**Listed entries:**

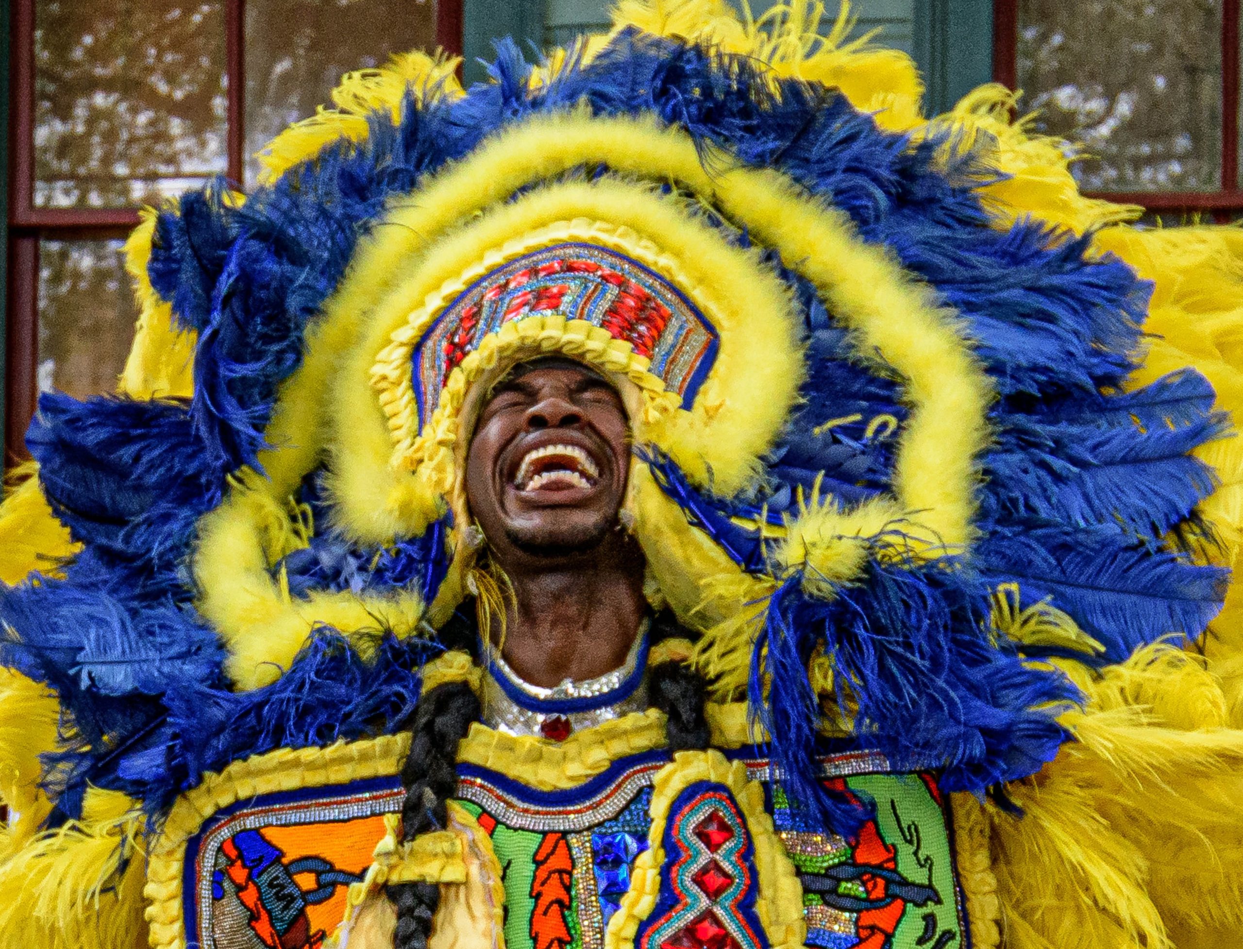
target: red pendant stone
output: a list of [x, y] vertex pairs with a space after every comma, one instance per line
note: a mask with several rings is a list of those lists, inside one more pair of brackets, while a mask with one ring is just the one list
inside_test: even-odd
[[738, 943], [710, 909], [661, 943], [660, 949], [738, 949]]
[[551, 741], [564, 741], [574, 726], [564, 715], [549, 715], [539, 723], [539, 734]]
[[733, 830], [720, 811], [712, 811], [695, 826], [695, 836], [704, 841], [709, 853], [716, 853], [733, 836]]
[[691, 879], [713, 903], [721, 898], [725, 891], [733, 886], [733, 877], [715, 859], [710, 859], [700, 867]]

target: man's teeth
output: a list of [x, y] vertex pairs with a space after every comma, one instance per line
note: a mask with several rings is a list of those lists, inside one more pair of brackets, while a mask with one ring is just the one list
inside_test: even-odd
[[576, 488], [592, 486], [592, 483], [588, 481], [585, 478], [583, 478], [583, 475], [580, 475], [578, 471], [567, 471], [564, 469], [561, 469], [558, 471], [544, 471], [541, 475], [536, 475], [530, 481], [527, 481], [526, 486], [522, 490], [533, 491], [537, 488], [541, 488], [542, 485], [547, 484], [548, 481], [569, 481]]
[[[564, 458], [571, 461], [573, 466], [551, 469], [532, 476], [531, 473], [536, 468], [539, 459], [549, 456]], [[544, 445], [543, 448], [533, 448], [527, 451], [522, 463], [518, 465], [518, 473], [515, 475], [513, 483], [520, 490], [530, 491], [552, 478], [564, 478], [580, 488], [590, 488], [592, 484], [588, 479], [599, 478], [599, 474], [600, 470], [595, 466], [590, 455], [588, 455], [587, 451], [580, 449], [578, 445]]]

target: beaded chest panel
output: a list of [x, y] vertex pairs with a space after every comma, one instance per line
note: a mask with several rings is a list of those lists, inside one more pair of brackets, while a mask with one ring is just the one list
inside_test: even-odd
[[[858, 840], [810, 826], [772, 781], [767, 759], [730, 754], [764, 789], [776, 836], [803, 888], [805, 944], [823, 949], [965, 949], [948, 812], [930, 775], [895, 775], [884, 759], [824, 759], [825, 780], [875, 813]], [[459, 800], [491, 837], [503, 871], [513, 949], [603, 949], [609, 920], [649, 847], [653, 779], [664, 751], [615, 761], [567, 791], [536, 791], [460, 765]], [[247, 797], [186, 842], [186, 942], [214, 949], [317, 949], [341, 922], [400, 810], [397, 777]], [[767, 947], [755, 903], [755, 846], [737, 802], [692, 785], [666, 815], [655, 907], [636, 949]]]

**Instruction:**
Convert all the entries above into a two-column CSV with the headers request and outline. Give one row per request, holding its text and its answer, each in a single quoted field with line breaks replaced by spaces, and leave out the pictures.

**Solution to the exercise:**
request,outline
"target: red pendant stone output: a list of [x, y] vertex pairs with a space after every comma, one instance per line note: a mask with several rings is a list of those lists, inside one more pair of brackets, while a mask with one ring is just the one list inside_test: even-odd","[[738, 943], [710, 909], [661, 943], [660, 949], [738, 949]] [[551, 741], [564, 741], [574, 726], [564, 715], [549, 715], [539, 723], [539, 734]] [[733, 830], [720, 811], [712, 811], [695, 826], [695, 836], [704, 841], [709, 853], [716, 853], [733, 836]] [[691, 879], [713, 903], [721, 898], [725, 891], [733, 886], [733, 877], [715, 859], [710, 859], [700, 867]]"
"target: man's teeth output: a list of [x, y] vertex pairs with a space after every comma, one instance per line note: a mask with several rings is a list of those lists, inside one more pair of brackets, while a mask with one ring is just the one list inside_test: even-odd","[[576, 488], [592, 486], [592, 483], [588, 481], [585, 478], [583, 478], [583, 475], [580, 475], [578, 471], [567, 471], [564, 469], [561, 469], [558, 471], [544, 471], [541, 475], [536, 475], [530, 481], [527, 481], [526, 486], [522, 490], [533, 491], [537, 488], [541, 488], [542, 485], [547, 484], [548, 481], [569, 481]] [[[564, 458], [571, 461], [573, 466], [551, 469], [532, 476], [531, 473], [536, 468], [539, 459], [549, 456]], [[544, 445], [543, 448], [533, 448], [527, 451], [522, 463], [518, 465], [518, 473], [515, 475], [513, 483], [520, 490], [530, 491], [552, 478], [564, 478], [580, 488], [590, 488], [592, 484], [588, 479], [599, 478], [599, 474], [600, 470], [595, 466], [590, 455], [588, 455], [587, 451], [580, 449], [578, 445]]]"
"target: beaded chest panel output: a list of [x, y] vertex pairs with a space after every comma, one instance per line note: a mask with several rings is a list of those lists, inside one more pair of brackets, while a mask with one ring is just the one list inside_test: even-odd","[[[858, 840], [810, 826], [772, 781], [767, 759], [730, 754], [764, 789], [776, 836], [803, 888], [805, 944], [823, 949], [965, 949], [948, 812], [930, 775], [895, 775], [884, 759], [824, 759], [825, 780], [875, 813]], [[459, 800], [491, 837], [503, 871], [513, 949], [603, 949], [609, 920], [649, 847], [653, 779], [664, 751], [615, 761], [567, 791], [536, 791], [460, 765]], [[247, 797], [186, 842], [186, 942], [214, 949], [317, 949], [341, 922], [400, 810], [397, 777]], [[767, 947], [755, 903], [755, 846], [737, 802], [692, 785], [666, 815], [655, 907], [636, 949]]]"